▶ _THE TASK_: Please copy the data from the line containing "Box every wooden plank." through the line containing "[0,57,680,145]", swapping "baking sheet" for "baking tray" and leaving everything else unchanged.

▶ _TASK MATERIAL_:
-*-*-

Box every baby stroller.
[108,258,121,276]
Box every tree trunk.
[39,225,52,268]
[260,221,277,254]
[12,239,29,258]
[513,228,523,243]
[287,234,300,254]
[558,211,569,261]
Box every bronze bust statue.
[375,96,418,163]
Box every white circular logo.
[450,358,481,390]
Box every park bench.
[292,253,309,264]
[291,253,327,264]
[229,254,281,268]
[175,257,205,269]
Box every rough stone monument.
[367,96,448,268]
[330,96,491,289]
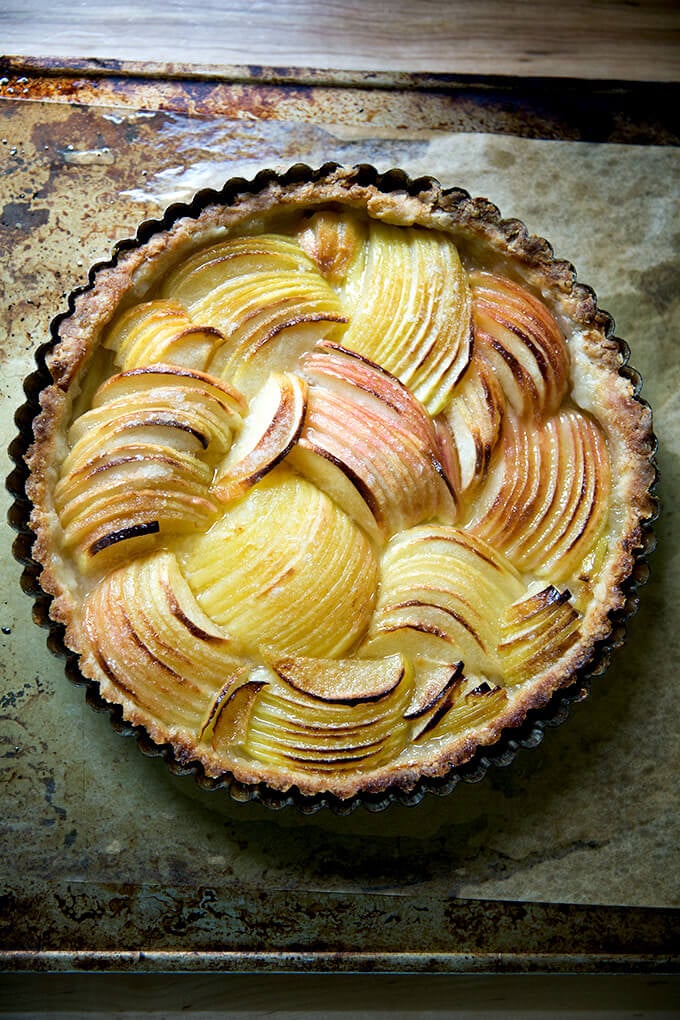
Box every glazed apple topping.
[41,208,623,791]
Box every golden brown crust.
[25,168,656,799]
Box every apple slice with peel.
[359,525,525,676]
[468,409,611,582]
[102,301,224,370]
[211,372,307,503]
[342,220,472,415]
[413,676,508,744]
[84,552,244,743]
[470,270,569,415]
[246,655,413,776]
[499,584,581,684]
[298,209,366,287]
[437,355,506,492]
[292,342,456,541]
[195,269,347,397]
[272,654,408,705]
[175,462,377,658]
[161,234,316,308]
[204,679,267,752]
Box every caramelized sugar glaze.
[23,167,655,799]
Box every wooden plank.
[0,0,680,82]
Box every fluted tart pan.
[10,164,657,813]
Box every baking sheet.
[0,63,680,970]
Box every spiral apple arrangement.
[34,208,623,797]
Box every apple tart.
[22,165,656,803]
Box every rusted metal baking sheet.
[0,58,680,974]
[0,57,680,145]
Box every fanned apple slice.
[470,270,569,414]
[85,552,244,742]
[469,410,611,582]
[90,363,248,430]
[161,234,316,307]
[212,372,307,503]
[54,365,245,572]
[298,209,367,287]
[499,584,581,685]
[103,301,224,371]
[412,676,508,744]
[178,464,377,657]
[55,448,217,573]
[246,655,412,773]
[343,221,472,415]
[189,269,347,397]
[437,356,506,492]
[292,344,456,540]
[360,525,525,676]
[272,654,410,706]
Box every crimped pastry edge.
[8,164,658,814]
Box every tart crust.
[25,166,656,801]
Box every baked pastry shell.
[7,163,659,815]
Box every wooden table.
[0,0,680,82]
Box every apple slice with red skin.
[470,270,569,414]
[292,343,456,541]
[211,372,307,503]
[468,409,611,583]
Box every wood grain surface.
[0,0,680,82]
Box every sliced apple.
[499,584,581,685]
[161,234,316,307]
[212,372,307,503]
[437,356,506,492]
[177,464,377,658]
[343,221,472,415]
[292,344,456,540]
[298,209,367,287]
[272,654,408,705]
[470,270,569,414]
[469,410,611,582]
[206,679,267,753]
[84,552,243,740]
[404,662,465,741]
[413,676,508,744]
[103,301,224,370]
[246,655,412,772]
[54,365,245,572]
[189,269,347,397]
[360,525,525,676]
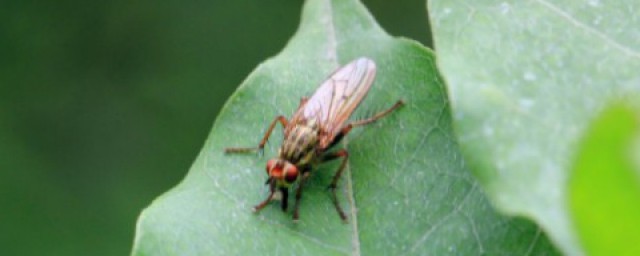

-*-*-

▶ _WRITTEN SOLUTION_:
Box every wooden plank.
[0,0,680,82]
Box every fluted tart pan.
[10,164,657,813]
Box every baking tray.
[0,63,680,970]
Box every spiral apple arrangement.
[34,208,623,797]
Box every apple tart.
[22,165,656,803]
Box every rusted metal baking tray.
[0,58,680,974]
[0,57,680,145]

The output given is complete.